Work required: Only one stretch of the data below should be repeated: the lines from the line containing "Could you point to every instance of the player's" through the line containing "Could you point to every instance of the sunglasses", inclusive, exactly as they are.

Point localization data:
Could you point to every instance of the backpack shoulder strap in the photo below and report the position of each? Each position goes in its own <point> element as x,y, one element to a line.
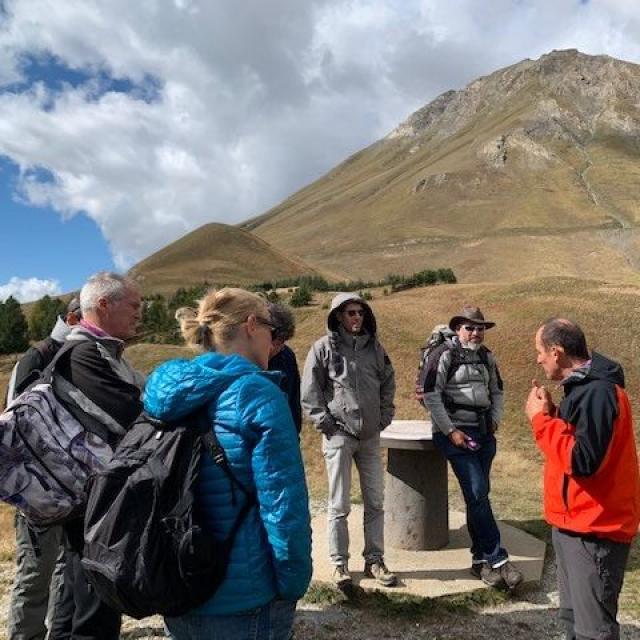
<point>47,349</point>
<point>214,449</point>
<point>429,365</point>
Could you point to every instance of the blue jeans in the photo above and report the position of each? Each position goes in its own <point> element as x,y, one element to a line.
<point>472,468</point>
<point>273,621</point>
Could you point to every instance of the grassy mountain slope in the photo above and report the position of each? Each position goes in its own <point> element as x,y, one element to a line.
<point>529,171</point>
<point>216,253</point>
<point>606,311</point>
* * *
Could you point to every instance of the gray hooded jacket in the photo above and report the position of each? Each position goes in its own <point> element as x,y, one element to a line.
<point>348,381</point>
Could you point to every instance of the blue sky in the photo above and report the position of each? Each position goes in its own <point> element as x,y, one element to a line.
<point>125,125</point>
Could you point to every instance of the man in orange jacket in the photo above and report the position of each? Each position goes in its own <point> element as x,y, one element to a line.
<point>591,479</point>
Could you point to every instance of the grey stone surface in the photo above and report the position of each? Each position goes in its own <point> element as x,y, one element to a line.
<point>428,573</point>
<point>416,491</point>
--
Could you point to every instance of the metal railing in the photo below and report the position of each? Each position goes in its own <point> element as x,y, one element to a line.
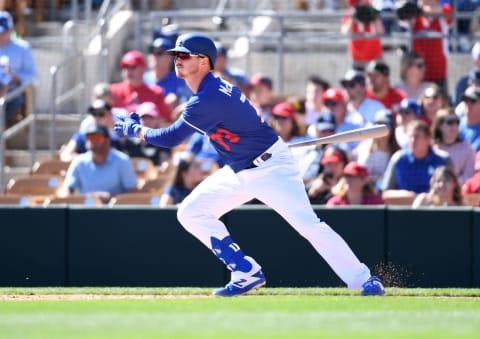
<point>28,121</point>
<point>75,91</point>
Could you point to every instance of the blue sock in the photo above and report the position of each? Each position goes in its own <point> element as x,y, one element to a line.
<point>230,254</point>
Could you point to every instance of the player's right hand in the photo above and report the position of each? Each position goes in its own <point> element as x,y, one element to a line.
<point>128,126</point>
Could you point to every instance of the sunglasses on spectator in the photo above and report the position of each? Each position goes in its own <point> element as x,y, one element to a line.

Solution:
Could you point to every instance of the player's right hand in the photo above and report the position of each? Each position goes in its own <point> element as x,y, one element to a line.
<point>128,126</point>
Could you point to every instance of the sunglasses on spectator in the photo above and report the position of each? Each position goes in its own <point> element as x,y, one element to a line.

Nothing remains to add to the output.